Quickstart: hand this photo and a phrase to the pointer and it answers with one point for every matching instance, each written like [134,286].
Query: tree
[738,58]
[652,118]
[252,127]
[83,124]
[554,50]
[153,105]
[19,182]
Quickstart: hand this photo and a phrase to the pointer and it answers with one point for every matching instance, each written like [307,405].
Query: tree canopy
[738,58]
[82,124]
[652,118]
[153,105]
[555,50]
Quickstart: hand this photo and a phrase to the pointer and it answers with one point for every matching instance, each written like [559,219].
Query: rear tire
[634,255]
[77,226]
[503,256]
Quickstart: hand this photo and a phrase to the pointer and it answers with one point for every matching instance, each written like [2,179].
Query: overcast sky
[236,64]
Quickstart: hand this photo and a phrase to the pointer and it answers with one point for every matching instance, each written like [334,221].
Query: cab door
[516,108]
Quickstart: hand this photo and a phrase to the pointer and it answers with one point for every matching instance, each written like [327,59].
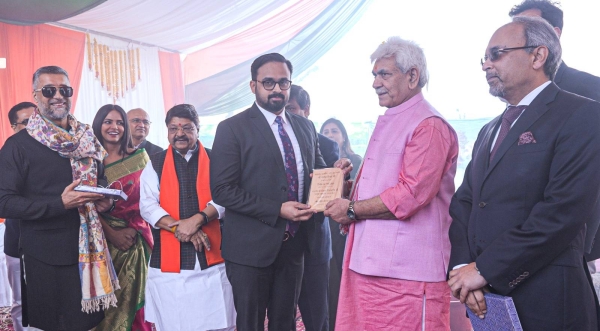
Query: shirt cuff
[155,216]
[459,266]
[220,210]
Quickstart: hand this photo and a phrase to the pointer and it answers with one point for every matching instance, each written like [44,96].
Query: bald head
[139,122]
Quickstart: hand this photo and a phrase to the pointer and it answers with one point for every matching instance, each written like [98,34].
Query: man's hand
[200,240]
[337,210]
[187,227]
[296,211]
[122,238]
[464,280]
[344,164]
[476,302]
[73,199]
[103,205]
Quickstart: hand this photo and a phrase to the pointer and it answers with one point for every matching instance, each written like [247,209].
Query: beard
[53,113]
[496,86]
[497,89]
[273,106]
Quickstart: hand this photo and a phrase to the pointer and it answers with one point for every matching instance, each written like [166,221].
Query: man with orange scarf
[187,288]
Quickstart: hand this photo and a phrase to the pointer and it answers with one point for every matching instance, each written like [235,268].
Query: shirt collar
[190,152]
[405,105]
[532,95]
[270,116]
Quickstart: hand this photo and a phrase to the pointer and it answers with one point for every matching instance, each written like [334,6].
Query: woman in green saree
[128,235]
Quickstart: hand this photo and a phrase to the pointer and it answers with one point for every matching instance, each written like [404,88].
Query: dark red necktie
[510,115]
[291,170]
---
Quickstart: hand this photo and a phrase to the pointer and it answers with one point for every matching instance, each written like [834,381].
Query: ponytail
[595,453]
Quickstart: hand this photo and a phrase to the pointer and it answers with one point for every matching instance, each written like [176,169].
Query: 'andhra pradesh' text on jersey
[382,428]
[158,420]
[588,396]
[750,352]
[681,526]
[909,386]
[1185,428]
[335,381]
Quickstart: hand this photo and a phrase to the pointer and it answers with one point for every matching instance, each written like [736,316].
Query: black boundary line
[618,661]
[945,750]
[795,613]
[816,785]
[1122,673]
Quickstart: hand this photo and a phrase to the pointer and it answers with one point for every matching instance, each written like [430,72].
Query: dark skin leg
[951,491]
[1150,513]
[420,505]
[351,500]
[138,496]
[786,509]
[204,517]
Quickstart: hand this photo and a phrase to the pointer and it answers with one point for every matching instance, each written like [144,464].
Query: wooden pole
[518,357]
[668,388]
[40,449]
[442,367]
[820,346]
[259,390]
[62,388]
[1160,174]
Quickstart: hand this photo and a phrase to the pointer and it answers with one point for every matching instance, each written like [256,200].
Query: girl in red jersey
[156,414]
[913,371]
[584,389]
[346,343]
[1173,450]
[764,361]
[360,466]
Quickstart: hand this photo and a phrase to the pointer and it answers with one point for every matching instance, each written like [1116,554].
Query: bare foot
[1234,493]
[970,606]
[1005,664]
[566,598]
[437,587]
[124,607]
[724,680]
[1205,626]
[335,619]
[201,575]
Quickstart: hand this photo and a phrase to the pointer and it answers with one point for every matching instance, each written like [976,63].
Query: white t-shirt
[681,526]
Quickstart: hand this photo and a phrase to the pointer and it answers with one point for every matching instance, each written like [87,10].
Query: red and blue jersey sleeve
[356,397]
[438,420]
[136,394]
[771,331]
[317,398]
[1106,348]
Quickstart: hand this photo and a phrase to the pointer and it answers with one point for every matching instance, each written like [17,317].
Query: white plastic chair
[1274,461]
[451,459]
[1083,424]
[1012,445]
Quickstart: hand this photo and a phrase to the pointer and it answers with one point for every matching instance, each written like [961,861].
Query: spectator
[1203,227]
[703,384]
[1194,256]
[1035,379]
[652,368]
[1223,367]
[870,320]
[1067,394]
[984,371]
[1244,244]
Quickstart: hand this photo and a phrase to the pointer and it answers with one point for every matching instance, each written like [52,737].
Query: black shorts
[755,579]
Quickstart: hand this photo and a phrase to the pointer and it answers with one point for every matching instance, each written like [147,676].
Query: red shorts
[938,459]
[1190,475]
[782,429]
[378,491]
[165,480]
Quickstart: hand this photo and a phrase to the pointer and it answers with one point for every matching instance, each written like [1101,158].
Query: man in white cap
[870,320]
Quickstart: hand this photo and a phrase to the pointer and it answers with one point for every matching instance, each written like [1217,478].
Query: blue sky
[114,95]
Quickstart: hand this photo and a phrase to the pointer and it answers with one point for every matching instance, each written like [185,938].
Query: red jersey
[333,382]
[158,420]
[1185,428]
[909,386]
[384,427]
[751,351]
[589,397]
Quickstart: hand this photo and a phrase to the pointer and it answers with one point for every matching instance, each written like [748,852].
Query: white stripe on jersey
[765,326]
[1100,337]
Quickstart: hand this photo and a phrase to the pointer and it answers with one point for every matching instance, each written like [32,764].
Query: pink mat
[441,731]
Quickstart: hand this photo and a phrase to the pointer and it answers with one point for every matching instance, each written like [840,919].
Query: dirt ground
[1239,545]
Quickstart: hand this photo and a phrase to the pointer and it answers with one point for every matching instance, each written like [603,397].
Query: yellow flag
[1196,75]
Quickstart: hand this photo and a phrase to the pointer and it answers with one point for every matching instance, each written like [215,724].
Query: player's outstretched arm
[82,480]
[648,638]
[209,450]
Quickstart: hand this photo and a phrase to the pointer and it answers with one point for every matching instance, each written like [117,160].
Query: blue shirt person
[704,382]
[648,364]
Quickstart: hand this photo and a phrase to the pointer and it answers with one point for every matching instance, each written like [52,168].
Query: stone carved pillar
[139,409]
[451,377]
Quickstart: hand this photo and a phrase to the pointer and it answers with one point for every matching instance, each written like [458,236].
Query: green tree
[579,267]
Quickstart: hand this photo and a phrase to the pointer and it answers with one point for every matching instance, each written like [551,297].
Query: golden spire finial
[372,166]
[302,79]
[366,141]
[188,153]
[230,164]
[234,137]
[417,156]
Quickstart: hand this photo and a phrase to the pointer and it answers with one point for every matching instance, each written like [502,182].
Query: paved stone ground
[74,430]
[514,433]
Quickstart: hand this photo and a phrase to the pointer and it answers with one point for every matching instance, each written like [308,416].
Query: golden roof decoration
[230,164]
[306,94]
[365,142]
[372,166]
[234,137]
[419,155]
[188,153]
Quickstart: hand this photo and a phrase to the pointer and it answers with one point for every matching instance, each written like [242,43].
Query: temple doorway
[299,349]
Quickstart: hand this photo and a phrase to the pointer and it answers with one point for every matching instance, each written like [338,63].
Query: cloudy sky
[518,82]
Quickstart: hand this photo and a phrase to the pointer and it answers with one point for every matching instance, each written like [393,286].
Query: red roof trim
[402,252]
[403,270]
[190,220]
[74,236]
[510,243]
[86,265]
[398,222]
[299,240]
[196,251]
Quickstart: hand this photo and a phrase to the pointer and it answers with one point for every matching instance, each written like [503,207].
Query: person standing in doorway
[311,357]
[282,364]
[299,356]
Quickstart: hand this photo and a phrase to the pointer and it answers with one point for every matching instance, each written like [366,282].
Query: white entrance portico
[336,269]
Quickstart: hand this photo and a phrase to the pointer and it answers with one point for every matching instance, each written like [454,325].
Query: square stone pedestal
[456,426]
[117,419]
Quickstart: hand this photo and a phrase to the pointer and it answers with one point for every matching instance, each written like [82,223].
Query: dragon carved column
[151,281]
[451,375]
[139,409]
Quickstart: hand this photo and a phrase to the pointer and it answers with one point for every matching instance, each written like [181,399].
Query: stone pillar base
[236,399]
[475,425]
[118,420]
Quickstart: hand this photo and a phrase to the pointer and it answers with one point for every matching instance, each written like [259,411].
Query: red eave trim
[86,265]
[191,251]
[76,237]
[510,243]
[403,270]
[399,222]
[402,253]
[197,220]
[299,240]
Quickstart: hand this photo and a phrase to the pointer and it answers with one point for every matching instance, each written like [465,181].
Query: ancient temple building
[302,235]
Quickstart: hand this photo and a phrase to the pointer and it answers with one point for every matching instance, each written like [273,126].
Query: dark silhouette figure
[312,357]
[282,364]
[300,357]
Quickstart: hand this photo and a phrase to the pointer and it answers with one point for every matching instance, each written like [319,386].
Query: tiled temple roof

# Task instructions
Filter the records above and copy out every line that contains the string "stone". Treat uppercase and lowercase as different.

# Result of the task
Query: stone carved pillar
Query: paved stone ground
Query: square stone pedestal
Query: stone pillar base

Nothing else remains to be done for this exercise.